> _DATASET RECORDS_:
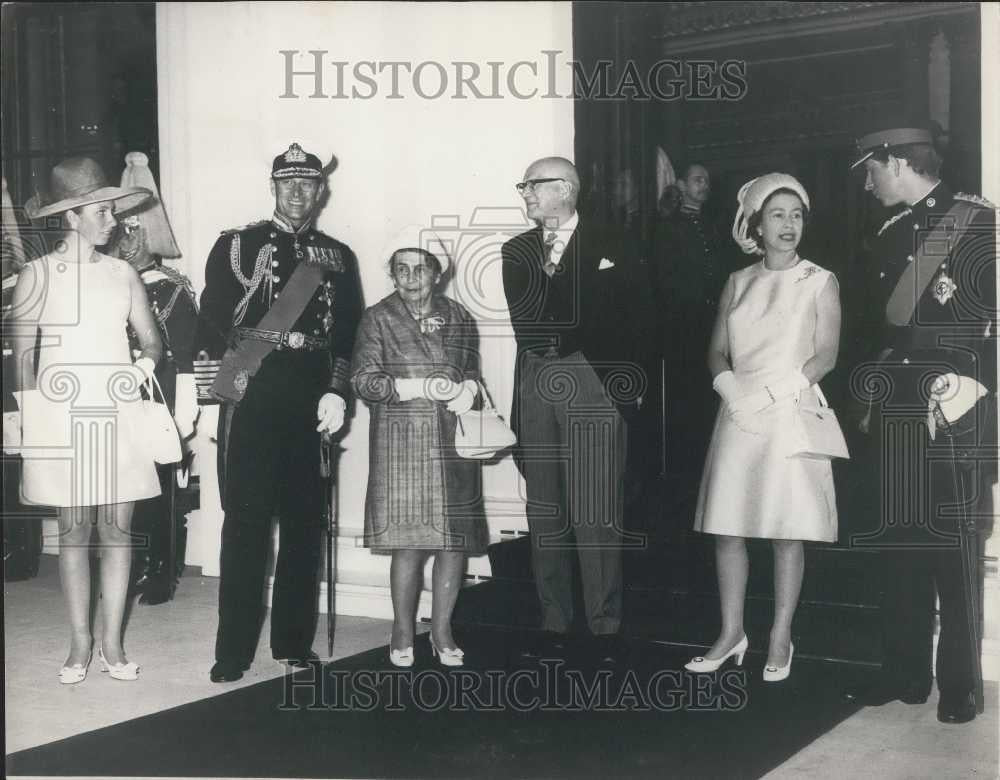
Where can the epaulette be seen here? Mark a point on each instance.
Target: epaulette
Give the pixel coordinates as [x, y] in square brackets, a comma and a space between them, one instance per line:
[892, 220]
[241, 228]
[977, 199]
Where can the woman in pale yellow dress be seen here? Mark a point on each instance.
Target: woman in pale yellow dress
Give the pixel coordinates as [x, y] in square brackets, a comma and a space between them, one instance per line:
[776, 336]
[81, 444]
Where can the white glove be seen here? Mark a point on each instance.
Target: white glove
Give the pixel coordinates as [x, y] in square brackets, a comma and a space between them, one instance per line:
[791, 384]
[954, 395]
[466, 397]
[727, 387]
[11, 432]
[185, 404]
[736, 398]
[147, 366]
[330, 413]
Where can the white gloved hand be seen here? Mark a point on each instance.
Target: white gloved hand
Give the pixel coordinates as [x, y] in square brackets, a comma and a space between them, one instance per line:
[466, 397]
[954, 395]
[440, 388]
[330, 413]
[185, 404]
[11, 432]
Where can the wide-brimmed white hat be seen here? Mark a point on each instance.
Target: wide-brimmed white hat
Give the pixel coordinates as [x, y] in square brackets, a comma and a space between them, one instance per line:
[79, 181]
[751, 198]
---
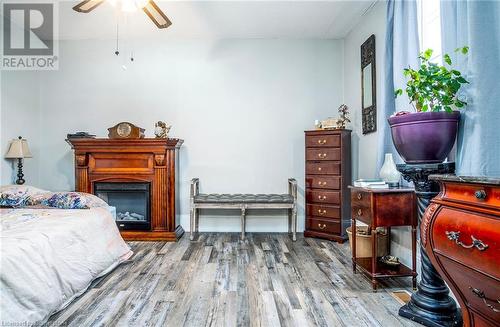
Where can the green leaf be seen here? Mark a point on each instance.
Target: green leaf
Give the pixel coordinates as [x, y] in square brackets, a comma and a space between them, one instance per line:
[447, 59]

> _WRITTEN PROBLEM_:
Gather every line in the rows above that contains the string "leaf", matching case exactly, and copy each one out in full.

> _THE SOLUTION_:
Where can the green leaf be seen here? Mark a point on each instance.
Target: green leaf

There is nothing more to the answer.